**REQUIRED WORK**
Swap every "bald head" for "shaved head" in the material from its start through the line containing "pixel 943 70", inclusive, and write out only those lines with nothing else changed.

((

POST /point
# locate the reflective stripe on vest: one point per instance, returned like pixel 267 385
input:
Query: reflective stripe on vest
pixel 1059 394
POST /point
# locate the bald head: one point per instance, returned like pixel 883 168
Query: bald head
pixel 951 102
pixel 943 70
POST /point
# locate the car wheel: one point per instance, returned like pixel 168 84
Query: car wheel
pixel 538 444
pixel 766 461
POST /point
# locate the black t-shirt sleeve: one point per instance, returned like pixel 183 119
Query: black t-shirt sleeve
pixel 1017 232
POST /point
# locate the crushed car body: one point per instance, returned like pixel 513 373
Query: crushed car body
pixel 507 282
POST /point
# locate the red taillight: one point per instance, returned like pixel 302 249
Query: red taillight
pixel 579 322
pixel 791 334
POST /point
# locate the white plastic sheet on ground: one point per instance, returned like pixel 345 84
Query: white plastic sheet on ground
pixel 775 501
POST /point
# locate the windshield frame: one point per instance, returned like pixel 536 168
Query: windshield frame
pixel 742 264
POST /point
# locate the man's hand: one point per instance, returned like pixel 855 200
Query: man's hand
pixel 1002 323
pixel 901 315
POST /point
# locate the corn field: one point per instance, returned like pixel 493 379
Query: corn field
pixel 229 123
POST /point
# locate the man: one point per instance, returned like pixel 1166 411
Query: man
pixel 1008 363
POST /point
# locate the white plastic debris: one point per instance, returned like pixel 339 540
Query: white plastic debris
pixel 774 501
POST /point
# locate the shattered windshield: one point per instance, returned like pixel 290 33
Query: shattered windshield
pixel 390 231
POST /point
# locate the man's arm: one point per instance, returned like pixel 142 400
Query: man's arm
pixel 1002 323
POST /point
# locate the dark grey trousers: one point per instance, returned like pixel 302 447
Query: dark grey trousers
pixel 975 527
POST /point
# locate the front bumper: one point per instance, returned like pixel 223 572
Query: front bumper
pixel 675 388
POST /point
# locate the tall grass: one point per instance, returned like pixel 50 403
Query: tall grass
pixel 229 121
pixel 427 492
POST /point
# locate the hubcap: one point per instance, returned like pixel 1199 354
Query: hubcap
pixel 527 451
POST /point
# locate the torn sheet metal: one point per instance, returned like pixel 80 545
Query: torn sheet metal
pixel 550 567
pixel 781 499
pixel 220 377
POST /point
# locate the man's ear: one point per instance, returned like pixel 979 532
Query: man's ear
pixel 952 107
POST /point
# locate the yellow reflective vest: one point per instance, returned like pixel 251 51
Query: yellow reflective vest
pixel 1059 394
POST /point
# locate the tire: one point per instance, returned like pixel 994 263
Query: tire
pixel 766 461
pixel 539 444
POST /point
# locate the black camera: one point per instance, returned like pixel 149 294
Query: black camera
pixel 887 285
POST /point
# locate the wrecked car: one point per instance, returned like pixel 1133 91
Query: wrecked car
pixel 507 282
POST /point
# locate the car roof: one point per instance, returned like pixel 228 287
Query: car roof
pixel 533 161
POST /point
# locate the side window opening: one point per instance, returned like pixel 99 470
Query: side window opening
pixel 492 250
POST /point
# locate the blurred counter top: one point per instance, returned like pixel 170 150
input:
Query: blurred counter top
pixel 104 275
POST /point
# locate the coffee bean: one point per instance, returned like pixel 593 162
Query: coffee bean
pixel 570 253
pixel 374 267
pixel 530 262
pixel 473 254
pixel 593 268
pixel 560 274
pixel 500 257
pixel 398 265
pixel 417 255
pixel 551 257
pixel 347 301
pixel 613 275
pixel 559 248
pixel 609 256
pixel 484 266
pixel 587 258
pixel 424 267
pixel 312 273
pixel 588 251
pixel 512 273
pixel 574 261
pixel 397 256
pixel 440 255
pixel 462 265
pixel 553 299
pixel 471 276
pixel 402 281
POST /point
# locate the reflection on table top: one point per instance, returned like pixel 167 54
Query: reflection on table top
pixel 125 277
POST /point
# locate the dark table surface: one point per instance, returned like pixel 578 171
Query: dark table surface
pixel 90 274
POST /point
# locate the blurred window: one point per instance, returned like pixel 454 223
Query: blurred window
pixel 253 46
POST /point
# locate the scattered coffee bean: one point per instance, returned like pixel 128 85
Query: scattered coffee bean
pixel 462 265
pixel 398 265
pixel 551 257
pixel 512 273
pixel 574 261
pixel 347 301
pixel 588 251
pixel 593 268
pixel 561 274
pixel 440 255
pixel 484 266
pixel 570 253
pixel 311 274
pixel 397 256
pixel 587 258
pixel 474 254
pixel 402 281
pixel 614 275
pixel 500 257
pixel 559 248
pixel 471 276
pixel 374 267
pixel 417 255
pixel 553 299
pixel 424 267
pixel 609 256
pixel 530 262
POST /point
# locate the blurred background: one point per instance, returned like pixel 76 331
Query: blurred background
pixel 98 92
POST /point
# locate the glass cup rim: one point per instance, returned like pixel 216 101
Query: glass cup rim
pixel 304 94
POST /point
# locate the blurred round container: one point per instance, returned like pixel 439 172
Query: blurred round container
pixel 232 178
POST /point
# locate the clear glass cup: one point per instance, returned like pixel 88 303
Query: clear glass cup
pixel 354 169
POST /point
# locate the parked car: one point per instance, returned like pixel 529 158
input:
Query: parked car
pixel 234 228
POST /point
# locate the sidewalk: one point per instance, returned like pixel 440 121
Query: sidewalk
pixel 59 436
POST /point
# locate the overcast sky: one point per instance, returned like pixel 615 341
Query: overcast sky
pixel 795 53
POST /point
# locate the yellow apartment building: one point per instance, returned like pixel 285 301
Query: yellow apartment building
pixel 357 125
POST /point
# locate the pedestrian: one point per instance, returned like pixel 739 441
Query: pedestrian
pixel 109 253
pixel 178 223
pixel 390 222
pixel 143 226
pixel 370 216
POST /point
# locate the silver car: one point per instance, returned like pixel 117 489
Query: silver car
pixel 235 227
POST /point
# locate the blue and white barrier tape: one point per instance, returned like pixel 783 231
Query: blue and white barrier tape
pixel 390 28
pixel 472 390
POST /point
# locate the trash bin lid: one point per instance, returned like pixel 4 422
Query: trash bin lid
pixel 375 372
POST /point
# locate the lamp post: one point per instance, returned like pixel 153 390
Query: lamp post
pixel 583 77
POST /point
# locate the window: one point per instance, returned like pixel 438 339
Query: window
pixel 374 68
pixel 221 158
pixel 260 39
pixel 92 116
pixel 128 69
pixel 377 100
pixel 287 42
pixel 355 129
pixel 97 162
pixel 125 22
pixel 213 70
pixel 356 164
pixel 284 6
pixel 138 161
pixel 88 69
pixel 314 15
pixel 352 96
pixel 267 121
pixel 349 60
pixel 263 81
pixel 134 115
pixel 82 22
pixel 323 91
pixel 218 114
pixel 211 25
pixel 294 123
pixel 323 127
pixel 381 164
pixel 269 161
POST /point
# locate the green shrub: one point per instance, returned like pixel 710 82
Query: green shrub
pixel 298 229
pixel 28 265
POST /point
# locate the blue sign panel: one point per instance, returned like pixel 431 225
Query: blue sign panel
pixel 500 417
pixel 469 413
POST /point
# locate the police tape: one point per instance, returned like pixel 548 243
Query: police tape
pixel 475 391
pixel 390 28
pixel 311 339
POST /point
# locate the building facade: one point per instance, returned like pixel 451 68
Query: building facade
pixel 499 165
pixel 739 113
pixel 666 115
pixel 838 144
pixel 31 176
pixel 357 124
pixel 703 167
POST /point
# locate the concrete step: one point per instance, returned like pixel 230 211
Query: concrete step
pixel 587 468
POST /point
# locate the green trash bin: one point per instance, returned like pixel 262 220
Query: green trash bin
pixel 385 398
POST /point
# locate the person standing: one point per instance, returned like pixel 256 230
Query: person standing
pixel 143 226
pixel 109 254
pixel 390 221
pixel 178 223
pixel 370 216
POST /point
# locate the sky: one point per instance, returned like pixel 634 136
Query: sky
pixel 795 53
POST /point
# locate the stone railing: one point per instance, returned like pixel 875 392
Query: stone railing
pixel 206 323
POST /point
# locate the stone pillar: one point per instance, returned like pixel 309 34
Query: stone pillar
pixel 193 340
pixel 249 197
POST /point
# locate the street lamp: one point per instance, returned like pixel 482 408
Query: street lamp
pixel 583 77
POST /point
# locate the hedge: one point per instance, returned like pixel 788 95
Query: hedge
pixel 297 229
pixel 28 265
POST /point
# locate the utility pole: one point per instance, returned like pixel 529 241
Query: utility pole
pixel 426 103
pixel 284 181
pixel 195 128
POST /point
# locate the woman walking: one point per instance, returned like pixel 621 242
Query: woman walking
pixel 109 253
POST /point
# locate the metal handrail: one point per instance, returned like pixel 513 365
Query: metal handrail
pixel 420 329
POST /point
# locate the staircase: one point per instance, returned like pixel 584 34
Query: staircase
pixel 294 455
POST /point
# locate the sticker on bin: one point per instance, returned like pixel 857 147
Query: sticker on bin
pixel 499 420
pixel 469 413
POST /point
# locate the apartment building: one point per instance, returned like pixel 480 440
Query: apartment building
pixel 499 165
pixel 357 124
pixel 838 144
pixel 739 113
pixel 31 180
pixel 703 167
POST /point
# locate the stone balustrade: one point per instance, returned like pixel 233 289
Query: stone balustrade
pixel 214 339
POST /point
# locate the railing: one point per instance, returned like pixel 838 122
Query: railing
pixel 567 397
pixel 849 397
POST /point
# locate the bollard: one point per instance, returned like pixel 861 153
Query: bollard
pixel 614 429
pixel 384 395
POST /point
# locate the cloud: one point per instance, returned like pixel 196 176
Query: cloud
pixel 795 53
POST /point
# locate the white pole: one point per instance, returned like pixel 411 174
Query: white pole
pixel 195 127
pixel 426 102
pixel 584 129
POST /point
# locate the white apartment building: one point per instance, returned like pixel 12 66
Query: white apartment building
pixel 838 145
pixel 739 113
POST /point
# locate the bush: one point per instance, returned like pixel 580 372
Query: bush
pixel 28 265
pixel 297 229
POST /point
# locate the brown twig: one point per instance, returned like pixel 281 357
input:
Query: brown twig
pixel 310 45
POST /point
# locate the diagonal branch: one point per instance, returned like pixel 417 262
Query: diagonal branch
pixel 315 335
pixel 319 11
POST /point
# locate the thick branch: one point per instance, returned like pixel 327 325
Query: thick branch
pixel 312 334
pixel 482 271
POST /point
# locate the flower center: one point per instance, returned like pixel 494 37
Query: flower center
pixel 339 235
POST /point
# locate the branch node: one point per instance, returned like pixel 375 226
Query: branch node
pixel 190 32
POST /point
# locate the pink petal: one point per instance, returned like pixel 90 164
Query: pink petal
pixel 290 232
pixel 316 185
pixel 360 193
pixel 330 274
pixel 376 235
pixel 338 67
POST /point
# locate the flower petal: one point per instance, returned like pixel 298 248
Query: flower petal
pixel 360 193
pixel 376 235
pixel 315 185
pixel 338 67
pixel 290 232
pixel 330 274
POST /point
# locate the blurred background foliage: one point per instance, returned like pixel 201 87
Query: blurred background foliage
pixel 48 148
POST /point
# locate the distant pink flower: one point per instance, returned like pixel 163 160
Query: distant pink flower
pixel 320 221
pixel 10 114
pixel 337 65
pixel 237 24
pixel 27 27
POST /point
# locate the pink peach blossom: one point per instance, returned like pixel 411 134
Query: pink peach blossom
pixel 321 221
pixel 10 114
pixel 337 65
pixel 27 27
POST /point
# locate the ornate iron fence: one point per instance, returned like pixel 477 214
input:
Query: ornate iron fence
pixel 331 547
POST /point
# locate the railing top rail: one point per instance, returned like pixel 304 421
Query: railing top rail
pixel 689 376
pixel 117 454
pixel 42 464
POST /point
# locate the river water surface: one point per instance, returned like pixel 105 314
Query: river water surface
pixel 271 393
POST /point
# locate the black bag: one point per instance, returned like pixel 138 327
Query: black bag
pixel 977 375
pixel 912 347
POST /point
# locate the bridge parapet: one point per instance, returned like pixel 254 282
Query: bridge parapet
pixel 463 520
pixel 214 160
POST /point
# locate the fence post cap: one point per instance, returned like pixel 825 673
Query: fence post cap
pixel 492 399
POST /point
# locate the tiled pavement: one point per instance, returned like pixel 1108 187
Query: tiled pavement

))

**COMPLETE RESPONSE**
POST /point
# locate the reflective stripe on vest: one point per instance, returned like pixel 267 385
input:
Query: reflective stripe on vest
pixel 1059 394
POST /point
# locate the shaved head: one point per instance, returned like pixel 883 168
Query: shaved head
pixel 951 102
pixel 943 70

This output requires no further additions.